### [SET EXERCISE]
Count the lines in the records below that contain the string "path", matching case exactly, and reply with only that number.
· · ·
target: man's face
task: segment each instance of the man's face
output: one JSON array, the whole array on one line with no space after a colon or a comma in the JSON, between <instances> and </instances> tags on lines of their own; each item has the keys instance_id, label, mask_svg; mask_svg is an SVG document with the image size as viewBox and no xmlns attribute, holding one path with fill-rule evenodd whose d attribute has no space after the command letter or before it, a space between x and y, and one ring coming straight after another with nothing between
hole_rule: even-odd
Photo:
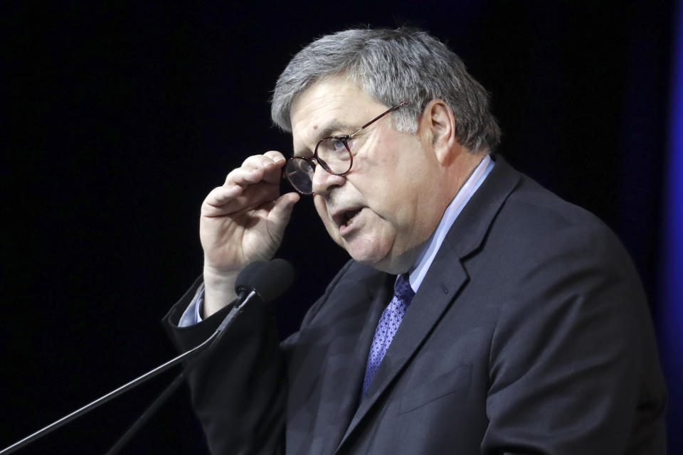
<instances>
[{"instance_id":1,"label":"man's face","mask_svg":"<svg viewBox=\"0 0 683 455\"><path fill-rule=\"evenodd\" d=\"M349 134L388 107L346 78L319 81L292 106L295 154L310 156L319 139ZM318 215L356 260L406 272L440 219L445 207L434 205L438 170L422 136L419 129L415 134L396 131L388 116L349 140L354 161L347 174L316 167Z\"/></svg>"}]
</instances>

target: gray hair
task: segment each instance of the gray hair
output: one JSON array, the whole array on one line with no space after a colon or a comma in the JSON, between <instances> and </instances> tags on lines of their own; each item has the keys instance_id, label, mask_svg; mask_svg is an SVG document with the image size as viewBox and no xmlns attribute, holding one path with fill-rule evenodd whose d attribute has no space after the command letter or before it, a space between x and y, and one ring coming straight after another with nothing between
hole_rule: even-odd
<instances>
[{"instance_id":1,"label":"gray hair","mask_svg":"<svg viewBox=\"0 0 683 455\"><path fill-rule=\"evenodd\" d=\"M492 151L500 128L489 111L489 94L467 73L462 60L435 38L415 28L352 29L327 35L302 49L275 85L272 121L291 132L295 98L316 82L344 75L374 99L394 106L394 127L414 133L418 117L435 99L452 109L462 145Z\"/></svg>"}]
</instances>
· · ·
### [RESPONSE TO THE EXERCISE]
4